Return each line of the data below that contains the word "mountain".

[START OF GIVEN RECORDS]

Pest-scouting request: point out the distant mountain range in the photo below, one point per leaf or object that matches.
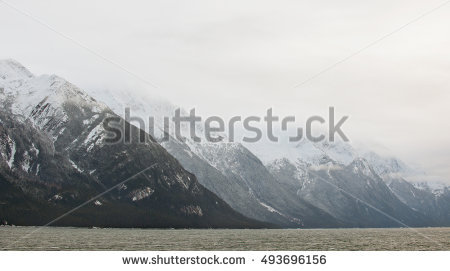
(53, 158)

[END OF GIVEN RECORDS]
[START OF GIVEN RECORDS]

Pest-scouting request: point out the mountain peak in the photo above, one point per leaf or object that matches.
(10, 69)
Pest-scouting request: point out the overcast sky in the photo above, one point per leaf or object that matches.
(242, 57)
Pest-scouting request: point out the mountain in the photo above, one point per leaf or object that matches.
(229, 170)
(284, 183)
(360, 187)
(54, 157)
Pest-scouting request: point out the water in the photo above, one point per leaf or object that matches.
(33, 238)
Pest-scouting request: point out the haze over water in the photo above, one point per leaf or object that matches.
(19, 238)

[END OF GIVEN RECORDS]

**REPLY TO THE TASK**
Pest-scouting request: point out the distant mountain range in the photo below, one point per leaf or object that matches.
Pest-scouting request: point out the mountain peak in the photo above, one point per leaf or object that matches.
Pest-scouting request: point out the mountain in the photo above, one point per leaf or object that matches.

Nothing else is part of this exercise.